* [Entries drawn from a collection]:
::::::::::
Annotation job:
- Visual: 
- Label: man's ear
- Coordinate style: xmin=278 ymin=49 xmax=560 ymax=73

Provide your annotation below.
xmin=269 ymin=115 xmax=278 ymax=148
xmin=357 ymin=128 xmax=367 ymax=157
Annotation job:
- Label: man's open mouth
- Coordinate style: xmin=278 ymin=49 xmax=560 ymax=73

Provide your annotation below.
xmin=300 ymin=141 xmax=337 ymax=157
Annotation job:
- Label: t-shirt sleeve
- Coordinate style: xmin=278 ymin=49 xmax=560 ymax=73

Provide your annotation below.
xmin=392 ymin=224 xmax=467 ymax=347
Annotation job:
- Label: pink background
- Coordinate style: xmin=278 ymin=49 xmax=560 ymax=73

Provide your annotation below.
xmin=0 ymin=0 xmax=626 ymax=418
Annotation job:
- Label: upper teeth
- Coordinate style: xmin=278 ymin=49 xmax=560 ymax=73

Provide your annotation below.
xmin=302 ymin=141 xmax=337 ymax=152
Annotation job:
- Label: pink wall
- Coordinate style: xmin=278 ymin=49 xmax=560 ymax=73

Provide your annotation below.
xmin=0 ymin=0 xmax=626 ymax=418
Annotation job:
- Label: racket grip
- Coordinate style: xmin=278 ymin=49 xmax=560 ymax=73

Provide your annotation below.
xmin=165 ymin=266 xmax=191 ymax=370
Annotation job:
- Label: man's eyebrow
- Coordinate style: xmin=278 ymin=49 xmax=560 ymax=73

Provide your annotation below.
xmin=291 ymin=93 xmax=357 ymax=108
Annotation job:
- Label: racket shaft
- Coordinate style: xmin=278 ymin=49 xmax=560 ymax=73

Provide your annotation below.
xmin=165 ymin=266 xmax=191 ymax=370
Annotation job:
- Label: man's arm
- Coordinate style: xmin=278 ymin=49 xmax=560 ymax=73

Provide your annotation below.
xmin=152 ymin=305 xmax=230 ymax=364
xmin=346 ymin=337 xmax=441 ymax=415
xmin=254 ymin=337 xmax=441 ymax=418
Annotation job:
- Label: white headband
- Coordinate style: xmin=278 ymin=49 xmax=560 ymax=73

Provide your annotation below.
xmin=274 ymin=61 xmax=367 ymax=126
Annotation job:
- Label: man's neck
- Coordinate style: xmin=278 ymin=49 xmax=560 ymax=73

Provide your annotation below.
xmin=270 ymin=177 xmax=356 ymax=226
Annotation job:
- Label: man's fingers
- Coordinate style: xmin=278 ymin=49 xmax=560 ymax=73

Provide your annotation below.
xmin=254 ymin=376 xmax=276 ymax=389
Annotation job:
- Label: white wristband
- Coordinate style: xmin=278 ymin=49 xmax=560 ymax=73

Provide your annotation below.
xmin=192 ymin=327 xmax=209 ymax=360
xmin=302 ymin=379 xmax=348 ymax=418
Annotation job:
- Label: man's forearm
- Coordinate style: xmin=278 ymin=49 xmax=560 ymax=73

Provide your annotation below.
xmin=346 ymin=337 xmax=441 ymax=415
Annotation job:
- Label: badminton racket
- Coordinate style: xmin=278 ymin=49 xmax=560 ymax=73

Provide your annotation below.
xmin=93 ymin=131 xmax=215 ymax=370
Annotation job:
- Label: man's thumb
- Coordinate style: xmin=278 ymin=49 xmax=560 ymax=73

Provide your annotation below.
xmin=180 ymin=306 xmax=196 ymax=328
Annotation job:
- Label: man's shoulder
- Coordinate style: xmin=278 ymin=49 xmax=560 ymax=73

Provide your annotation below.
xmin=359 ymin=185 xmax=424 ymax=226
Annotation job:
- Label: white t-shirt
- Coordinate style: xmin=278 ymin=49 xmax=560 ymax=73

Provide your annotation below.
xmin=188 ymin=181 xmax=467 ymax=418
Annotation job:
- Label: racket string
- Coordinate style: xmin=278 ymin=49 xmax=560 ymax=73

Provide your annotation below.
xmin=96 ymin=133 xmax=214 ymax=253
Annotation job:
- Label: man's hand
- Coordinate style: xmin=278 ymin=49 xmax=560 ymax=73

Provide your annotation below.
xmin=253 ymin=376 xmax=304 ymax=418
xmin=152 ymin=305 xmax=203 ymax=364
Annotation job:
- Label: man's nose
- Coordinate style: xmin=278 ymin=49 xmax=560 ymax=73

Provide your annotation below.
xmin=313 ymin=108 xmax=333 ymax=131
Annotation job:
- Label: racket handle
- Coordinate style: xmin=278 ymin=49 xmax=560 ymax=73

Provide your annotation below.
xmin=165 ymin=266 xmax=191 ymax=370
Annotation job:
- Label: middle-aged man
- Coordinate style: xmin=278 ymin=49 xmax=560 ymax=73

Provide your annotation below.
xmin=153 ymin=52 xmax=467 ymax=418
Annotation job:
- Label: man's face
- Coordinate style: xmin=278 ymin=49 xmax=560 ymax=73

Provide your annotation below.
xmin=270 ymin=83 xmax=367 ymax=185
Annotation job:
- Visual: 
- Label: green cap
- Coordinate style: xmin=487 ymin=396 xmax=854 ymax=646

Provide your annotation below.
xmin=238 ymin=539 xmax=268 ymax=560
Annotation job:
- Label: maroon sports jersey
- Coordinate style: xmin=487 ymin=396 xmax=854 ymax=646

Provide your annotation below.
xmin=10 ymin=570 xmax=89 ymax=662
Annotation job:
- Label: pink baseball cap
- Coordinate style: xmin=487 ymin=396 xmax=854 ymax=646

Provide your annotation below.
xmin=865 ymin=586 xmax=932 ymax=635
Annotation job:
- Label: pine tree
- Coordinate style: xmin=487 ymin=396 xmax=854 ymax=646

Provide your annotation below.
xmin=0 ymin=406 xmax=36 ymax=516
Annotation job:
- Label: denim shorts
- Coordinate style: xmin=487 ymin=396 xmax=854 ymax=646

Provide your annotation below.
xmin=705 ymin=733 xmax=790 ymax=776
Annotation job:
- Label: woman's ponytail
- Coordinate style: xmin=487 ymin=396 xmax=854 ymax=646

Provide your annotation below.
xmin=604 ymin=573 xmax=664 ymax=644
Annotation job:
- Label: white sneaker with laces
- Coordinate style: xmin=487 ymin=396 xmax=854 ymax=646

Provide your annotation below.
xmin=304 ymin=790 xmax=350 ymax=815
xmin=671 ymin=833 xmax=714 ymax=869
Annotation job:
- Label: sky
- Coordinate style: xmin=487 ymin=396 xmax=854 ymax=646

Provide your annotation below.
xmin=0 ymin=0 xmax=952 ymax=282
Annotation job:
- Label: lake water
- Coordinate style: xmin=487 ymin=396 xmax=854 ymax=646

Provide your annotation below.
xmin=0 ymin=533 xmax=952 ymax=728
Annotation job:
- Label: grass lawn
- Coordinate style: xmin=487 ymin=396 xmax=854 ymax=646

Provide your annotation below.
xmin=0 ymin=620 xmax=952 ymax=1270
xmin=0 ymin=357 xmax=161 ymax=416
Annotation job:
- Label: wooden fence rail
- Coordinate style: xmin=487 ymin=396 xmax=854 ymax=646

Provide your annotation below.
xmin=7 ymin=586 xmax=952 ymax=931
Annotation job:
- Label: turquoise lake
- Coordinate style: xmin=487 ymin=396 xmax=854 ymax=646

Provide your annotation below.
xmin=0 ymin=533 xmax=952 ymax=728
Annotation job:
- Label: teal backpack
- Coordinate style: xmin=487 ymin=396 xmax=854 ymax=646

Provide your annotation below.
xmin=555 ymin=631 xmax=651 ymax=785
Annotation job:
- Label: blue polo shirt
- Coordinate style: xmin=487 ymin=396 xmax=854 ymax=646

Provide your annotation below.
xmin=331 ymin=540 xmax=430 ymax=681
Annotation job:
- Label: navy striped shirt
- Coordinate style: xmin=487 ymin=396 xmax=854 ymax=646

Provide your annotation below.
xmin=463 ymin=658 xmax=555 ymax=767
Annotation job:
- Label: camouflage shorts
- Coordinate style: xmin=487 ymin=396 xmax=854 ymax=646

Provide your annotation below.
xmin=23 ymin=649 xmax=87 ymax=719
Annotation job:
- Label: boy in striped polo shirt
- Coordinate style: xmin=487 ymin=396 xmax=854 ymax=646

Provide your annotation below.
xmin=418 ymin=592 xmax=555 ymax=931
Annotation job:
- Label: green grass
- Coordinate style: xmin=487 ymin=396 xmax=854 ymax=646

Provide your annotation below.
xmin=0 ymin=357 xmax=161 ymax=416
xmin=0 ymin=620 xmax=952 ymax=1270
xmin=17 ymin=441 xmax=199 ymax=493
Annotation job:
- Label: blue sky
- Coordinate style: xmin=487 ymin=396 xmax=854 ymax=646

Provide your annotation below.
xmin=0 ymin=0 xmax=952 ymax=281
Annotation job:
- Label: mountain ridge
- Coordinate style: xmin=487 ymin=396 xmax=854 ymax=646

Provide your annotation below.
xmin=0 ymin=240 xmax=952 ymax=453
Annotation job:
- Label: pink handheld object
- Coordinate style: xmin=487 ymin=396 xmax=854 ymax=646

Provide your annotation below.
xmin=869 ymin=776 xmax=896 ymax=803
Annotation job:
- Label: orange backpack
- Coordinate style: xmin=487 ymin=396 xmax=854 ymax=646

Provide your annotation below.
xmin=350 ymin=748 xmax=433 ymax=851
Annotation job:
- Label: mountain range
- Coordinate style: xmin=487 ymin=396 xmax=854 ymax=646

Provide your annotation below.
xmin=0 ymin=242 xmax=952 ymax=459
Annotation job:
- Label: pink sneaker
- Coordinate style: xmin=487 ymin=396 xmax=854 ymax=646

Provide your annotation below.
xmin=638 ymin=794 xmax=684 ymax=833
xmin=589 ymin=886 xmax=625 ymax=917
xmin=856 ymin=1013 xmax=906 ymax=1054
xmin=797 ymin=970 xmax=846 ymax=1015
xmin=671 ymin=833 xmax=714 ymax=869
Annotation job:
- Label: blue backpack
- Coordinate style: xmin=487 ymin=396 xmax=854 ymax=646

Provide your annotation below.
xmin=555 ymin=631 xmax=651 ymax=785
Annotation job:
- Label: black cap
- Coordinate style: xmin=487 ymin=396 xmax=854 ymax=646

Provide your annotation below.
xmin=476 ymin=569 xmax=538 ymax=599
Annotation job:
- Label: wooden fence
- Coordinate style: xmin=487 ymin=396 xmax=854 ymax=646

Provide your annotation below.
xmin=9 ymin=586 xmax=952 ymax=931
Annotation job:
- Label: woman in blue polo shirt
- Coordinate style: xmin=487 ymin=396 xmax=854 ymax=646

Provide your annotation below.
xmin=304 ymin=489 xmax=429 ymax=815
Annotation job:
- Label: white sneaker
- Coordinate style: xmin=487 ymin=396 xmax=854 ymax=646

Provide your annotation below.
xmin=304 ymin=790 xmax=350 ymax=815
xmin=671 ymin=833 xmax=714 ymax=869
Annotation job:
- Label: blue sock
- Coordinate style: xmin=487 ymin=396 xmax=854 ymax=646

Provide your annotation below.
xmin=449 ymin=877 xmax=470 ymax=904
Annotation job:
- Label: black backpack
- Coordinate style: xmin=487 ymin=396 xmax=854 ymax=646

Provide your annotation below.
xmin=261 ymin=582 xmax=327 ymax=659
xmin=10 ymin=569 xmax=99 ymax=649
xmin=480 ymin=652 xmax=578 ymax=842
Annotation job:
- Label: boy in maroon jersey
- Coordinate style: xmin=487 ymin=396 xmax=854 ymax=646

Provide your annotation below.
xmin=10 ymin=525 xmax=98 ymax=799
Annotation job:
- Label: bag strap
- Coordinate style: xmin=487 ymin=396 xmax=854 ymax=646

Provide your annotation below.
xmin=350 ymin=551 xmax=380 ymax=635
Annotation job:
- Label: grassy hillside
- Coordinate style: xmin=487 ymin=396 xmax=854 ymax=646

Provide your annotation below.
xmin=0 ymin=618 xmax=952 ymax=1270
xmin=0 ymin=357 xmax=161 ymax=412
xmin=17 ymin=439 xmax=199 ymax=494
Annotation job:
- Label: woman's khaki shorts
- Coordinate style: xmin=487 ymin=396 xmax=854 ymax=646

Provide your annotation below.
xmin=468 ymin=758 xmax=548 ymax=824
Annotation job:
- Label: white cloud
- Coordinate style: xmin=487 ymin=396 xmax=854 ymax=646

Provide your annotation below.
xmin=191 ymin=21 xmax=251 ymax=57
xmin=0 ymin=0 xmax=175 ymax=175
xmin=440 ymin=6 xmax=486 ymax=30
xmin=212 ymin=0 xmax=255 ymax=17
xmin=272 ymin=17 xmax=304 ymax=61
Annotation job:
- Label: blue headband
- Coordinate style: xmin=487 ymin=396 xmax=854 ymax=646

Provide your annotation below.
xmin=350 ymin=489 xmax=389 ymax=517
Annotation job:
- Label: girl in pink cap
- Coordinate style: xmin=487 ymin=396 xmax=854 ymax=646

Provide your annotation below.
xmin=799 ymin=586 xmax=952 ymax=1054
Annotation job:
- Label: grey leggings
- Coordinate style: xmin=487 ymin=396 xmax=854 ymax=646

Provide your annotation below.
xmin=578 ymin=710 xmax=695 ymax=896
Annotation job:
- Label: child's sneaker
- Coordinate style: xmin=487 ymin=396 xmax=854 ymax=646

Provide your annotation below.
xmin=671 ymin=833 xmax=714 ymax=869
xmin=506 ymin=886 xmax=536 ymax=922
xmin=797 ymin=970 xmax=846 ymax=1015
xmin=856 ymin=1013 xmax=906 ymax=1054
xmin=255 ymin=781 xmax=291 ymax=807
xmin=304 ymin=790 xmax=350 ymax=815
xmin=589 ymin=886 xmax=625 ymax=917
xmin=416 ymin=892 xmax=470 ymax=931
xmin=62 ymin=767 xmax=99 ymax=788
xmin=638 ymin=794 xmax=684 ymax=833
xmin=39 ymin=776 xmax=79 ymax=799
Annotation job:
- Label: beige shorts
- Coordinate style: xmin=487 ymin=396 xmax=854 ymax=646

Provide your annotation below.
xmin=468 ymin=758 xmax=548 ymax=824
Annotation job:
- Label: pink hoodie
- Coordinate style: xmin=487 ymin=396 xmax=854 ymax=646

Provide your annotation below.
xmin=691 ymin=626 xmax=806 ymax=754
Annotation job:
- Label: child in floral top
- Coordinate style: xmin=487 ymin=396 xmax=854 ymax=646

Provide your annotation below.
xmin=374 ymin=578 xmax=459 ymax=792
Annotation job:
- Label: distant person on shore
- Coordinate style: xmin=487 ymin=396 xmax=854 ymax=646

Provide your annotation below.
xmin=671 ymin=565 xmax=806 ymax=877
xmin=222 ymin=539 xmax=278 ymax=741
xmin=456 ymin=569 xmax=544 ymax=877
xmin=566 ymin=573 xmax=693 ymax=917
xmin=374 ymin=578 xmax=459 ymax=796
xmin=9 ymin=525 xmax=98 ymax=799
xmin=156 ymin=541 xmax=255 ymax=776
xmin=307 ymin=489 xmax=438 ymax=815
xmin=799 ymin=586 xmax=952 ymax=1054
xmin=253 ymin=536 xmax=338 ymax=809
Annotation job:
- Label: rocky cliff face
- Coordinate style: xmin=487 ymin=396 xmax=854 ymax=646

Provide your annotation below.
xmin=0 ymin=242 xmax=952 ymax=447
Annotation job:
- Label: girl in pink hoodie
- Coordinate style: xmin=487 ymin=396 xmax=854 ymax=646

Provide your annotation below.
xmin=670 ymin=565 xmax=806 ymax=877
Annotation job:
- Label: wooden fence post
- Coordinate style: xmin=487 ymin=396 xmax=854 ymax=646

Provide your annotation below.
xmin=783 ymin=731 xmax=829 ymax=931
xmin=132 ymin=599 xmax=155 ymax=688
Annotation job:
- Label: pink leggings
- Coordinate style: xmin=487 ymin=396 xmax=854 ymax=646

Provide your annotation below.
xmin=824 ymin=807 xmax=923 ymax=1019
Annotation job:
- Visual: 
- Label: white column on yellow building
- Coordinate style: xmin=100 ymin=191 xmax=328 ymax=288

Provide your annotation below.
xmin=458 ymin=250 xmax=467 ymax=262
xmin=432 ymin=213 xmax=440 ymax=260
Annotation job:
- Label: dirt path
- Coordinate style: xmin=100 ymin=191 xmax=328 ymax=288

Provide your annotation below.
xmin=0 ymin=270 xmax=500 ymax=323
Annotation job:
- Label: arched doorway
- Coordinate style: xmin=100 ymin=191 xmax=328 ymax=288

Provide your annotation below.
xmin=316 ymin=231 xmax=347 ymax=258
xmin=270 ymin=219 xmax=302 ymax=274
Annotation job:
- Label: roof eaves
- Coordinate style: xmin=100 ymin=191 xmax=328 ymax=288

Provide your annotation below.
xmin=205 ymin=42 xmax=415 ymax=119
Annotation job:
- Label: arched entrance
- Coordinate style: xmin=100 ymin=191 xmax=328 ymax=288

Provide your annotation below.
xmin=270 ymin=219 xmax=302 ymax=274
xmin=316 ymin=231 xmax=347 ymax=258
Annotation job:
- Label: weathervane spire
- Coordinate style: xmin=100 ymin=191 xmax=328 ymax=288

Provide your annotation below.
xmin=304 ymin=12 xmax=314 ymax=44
::::::::::
* [What is being asked]:
Update the records from the start through the line containing "xmin=392 ymin=224 xmax=467 ymax=347", replacing "Coordinate style" with "Box format" and leaving everything else unchanged.

* [Answer to this exercise]:
Annotation job:
- Visual: 
- Label: man's ear
- Box format: xmin=278 ymin=49 xmax=560 ymax=73

Provide your annotation below.
xmin=269 ymin=115 xmax=278 ymax=148
xmin=357 ymin=128 xmax=367 ymax=157
Annotation job:
- Label: man's open mouth
- Box format: xmin=278 ymin=49 xmax=560 ymax=73

Provide your annotation below.
xmin=300 ymin=141 xmax=337 ymax=157
Annotation job:
- Label: t-shirt sleeve
- Box format: xmin=278 ymin=49 xmax=560 ymax=73

Provide your annotation below.
xmin=392 ymin=224 xmax=467 ymax=347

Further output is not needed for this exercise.